- Activity list -
**a)** Answer these questions using the article on closing arguments in the Martin Shkreli trial:
(i) How old is Mr. Shkreli?
(ii) How much is the lawsuit that Retrophin filed against him?
(iii) According to Ms. Smith, what is the most money MSMB Capital ever held?
**b)** Name all of the hedge funds and companies that the Shkreli trial article says he managed.
**c)** Write the next few paragraphs of the article on the Shkreli trial's closing arguments.
Given passage START
Prosecution in Martin Shkreli Case Makes Final Push

During closing arguments for Martin Shkreli's securities-fraud trial Thursday, a federal prosecutor told jurors they could now see "the whole picture," that behind Mr. Shkreli's hedge funds' impressive performance reports, there was no cash, and behind his new pharmaceutical company, there were unauthorized stock transfers and improper payouts.

Mr. Shkreli's lawyer, Ben Brafman, said the government hadn't told the full story, and didn't prove that Mr. Shkreli had actually committed fraud. "It is not a crime to aggravate somebody," Mr. Brafman said. " not evidence of a fraud."

Mr. Shkreli, 34 years old, is on trial facing securities and wire fraud charges stemming from his management of two now-defunct hedge funds, MSMB Capital and MSMB Healthcare, and a pharmaceutical company, Retrophin Inc. Prosecutors allege that he lied to the investors in the hedge fund, then used cash and stock from Retrophin to cover the losses.

Mr. Shkreli, who is also facing civil charges brought by the Securities and Exchange Commission and a $65 million lawsuit filed by Retrophin, has pleaded not guilty and denied wrongdoing. Mr. Brafman is expected to finish his summation Friday morning, and the government will deliver a rebuttal. The jury will then begin deliberating.

In a comment posted on his Facebook page shortly after court adjourned for the day, Mr. Shkreli said: "My case is a silly witch hunt perpetuated by self-serving prosecutors. Thankfully my amazing attorney sent them back to junior varsity where they belong. Drain the swamp. Drain the sewer that is the DOJ. MAGA."

In a roughly four-hour summation, Assistant U.S. Attorney Alixandra Smith detailed four overlapping schemes, piecing together two-dozen witnesses and dozens of exhibits, from the five-week trial.

From 2009 to 2011, as Mr. Shkreli courted investors for MSMB Capital, Ms. Smith said, he told them he had at least $30 million under investment in the fund, and described a track record of success in hedge funds.

In fact, Ms. Smith said, the fund never had more than $3 million, and at times was just a couple hundred dollars. After a disastrous trade in February 2011 wiped out all his investors' money, MSMB Capital ceased trading activity altogether, and had no money in its account, said Ms. Smith.
Given passage END
Data for analysis START
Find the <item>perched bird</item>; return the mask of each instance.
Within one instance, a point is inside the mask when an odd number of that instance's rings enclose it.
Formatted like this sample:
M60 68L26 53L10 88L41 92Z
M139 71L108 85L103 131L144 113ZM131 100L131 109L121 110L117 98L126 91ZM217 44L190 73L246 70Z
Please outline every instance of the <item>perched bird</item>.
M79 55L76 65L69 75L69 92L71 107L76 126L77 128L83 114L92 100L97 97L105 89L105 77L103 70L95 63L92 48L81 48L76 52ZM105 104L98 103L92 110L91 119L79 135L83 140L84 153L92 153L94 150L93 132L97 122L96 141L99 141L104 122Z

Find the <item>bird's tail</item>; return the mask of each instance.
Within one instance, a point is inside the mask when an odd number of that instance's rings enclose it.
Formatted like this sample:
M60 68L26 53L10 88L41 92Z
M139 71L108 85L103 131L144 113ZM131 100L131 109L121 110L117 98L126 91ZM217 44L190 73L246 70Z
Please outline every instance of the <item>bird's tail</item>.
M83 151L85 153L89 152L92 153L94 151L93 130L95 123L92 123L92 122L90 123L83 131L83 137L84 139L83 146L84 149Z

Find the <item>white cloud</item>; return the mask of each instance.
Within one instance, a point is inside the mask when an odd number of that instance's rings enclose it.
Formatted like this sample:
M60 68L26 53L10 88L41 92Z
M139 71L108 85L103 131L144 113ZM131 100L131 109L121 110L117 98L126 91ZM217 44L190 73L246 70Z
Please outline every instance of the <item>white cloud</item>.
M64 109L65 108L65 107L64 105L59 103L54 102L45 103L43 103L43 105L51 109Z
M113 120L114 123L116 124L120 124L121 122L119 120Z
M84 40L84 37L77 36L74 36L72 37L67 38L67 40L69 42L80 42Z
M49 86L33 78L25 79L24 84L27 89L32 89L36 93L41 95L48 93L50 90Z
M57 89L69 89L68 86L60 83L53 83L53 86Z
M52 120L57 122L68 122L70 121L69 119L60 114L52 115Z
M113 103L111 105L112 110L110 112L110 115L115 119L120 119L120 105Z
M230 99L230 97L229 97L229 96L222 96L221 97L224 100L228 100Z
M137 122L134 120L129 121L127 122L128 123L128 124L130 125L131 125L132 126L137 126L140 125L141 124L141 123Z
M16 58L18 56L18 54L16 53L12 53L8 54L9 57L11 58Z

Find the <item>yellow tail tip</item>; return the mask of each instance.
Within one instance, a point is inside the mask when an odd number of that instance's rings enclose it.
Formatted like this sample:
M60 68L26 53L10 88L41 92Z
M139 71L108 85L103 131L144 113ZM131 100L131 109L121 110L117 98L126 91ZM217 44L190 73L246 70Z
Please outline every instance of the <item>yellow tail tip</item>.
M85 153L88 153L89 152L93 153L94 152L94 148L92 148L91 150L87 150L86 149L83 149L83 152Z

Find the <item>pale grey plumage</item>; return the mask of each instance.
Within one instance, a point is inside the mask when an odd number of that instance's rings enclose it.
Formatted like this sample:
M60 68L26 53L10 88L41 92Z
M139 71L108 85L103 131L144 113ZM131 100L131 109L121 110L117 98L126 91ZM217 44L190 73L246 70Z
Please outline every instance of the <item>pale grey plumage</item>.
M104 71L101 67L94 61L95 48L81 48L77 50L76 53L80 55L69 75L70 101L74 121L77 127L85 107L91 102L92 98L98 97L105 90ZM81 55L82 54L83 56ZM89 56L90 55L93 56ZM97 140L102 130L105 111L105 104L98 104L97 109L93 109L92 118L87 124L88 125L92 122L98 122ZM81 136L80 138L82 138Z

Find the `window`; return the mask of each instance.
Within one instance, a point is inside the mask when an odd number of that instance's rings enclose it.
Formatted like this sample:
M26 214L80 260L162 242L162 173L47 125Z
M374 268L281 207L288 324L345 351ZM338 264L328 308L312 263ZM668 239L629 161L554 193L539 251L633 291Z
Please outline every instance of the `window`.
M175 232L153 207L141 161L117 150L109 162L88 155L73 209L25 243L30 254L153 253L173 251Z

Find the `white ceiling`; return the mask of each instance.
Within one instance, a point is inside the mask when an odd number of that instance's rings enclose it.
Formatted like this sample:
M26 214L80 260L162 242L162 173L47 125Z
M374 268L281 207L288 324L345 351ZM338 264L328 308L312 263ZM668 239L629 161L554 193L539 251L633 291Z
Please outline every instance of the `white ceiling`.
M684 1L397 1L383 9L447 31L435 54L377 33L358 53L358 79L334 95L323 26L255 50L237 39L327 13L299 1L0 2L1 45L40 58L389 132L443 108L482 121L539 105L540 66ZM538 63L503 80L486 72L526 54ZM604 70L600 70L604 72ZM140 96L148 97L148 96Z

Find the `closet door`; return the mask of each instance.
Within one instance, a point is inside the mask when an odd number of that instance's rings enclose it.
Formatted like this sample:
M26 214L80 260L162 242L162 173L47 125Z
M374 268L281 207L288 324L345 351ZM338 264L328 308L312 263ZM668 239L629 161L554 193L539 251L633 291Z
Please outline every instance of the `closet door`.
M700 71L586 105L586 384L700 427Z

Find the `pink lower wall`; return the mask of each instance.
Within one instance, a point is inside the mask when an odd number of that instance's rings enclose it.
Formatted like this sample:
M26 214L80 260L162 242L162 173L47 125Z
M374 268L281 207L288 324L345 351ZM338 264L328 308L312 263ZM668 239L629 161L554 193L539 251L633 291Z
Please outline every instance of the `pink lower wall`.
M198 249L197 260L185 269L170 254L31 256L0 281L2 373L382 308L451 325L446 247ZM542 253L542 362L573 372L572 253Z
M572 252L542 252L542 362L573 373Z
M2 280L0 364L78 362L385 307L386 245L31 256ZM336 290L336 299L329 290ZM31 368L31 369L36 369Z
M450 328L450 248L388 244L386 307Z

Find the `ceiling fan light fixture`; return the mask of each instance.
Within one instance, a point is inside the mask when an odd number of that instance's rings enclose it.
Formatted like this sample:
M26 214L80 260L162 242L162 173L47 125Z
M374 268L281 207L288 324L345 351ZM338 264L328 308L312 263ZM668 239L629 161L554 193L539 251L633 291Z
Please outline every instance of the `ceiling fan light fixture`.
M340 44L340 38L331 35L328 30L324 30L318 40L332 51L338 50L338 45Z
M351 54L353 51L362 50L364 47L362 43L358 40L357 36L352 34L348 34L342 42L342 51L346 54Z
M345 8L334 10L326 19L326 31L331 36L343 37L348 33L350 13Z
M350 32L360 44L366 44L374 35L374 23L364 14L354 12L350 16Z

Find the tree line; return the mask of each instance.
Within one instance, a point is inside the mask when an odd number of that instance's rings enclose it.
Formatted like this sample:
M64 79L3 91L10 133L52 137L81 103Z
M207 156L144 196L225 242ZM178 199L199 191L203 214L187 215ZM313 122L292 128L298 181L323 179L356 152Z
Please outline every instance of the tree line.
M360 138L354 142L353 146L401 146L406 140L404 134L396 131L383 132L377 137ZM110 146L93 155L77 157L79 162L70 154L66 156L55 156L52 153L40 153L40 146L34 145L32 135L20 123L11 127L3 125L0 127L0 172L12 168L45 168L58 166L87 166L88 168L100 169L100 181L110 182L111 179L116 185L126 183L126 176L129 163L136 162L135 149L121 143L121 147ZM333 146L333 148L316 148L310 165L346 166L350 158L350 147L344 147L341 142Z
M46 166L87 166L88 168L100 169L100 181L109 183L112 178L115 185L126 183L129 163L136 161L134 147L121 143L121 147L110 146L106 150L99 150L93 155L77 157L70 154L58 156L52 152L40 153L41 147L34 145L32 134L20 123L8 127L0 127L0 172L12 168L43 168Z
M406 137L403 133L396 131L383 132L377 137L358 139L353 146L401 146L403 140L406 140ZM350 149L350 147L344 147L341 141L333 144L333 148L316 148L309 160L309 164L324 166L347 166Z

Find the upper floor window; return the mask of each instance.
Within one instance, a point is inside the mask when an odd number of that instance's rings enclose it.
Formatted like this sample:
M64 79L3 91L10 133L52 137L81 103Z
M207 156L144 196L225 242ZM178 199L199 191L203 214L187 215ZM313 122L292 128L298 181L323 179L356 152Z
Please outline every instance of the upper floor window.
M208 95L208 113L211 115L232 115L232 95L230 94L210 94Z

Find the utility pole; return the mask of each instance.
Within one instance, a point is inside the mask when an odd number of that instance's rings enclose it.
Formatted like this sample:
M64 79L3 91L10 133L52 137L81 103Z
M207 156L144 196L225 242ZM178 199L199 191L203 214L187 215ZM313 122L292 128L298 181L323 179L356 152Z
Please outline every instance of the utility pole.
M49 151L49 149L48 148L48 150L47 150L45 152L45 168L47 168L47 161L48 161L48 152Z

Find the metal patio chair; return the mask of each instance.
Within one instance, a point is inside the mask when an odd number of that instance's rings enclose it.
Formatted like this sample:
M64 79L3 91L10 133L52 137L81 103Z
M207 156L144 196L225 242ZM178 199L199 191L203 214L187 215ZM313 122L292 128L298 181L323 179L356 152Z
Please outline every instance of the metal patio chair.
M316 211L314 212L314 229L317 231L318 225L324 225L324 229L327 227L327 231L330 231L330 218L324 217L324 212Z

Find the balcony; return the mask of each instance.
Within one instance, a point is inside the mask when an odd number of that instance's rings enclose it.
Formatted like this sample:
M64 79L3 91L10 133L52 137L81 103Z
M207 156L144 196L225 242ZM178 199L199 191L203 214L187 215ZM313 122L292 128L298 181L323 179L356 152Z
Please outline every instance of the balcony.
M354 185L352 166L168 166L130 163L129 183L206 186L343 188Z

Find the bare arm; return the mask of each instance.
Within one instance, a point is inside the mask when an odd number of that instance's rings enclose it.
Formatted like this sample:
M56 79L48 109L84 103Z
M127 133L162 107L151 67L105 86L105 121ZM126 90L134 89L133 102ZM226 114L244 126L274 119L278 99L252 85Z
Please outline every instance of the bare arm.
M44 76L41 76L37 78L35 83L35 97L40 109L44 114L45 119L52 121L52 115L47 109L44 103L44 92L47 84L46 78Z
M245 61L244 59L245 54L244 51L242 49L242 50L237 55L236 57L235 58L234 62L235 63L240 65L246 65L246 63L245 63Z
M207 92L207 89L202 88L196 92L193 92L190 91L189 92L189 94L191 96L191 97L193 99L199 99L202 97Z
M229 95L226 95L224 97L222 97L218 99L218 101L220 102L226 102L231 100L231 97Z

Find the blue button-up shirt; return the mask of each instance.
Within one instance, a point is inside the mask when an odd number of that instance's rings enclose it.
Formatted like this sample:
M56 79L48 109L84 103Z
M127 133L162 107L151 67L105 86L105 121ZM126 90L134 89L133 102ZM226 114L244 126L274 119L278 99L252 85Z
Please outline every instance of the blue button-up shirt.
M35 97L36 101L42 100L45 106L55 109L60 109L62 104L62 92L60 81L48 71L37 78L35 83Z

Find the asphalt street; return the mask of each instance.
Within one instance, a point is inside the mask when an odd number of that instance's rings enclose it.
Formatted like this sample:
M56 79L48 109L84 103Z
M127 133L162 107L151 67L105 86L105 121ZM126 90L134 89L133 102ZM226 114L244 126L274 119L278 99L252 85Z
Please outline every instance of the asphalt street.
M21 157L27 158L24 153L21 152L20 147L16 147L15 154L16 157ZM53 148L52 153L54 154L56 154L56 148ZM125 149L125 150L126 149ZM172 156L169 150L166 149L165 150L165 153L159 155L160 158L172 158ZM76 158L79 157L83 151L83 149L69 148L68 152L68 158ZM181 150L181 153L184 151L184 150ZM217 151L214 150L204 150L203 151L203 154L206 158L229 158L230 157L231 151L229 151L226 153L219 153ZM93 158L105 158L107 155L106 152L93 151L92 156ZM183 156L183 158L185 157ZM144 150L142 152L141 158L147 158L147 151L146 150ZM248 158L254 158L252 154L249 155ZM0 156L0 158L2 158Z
Data for analysis END
- Answers for the exercise -
**a)**
(i) 34 years old
(ii) $65 million
(iii) No more than $3 million

**b)** MSMB Capital, MSMB Healthcare, Retrophin Inc.

**c)**
But Mr. Shkreli didn't tell his investors about the loss, to whom he continued to send performance reports suggesting they were making impressive returns, Ms. Smith said. Instead, he started raising money for MSMB Healthcare, using some of the funds to pay an angry MSMB Capital investor and putting more than $2 million into his new company, Retrophin.

MSMB Healthcare, Ms. Smith said, "basically existed to funnel money to Retrophin."

In September 2012, Mr. Shkreli told investors he was shutting down both funds. Ms. Smith described the following months as frantic, as Mr. Shkreli -- working with a lawyer from Retrophin -- transferred shares of Retrophin among employees and MSMB investors to satisfy redemption demands.

"He didn't want to take responsibility for what he did," Ms. Smith said. "And he didn't want to pay them back himself." After taking Retrophin public through a reverse merger, Mr. Shkreli engineered settlements and consulting agreements between Retrophin and investors from the MSMB funds, Ms. Smith said, without Retrophin board's approval.

Mr. Shkreli's lawyers didn't call any witnesses in the trial. But during his summation, Mr. Brafman said the cross-examinations of government witnesses -- which Ms. Smith, he said, had "completely ignored" in her closing remarks -- were critical to "fill out the narrative."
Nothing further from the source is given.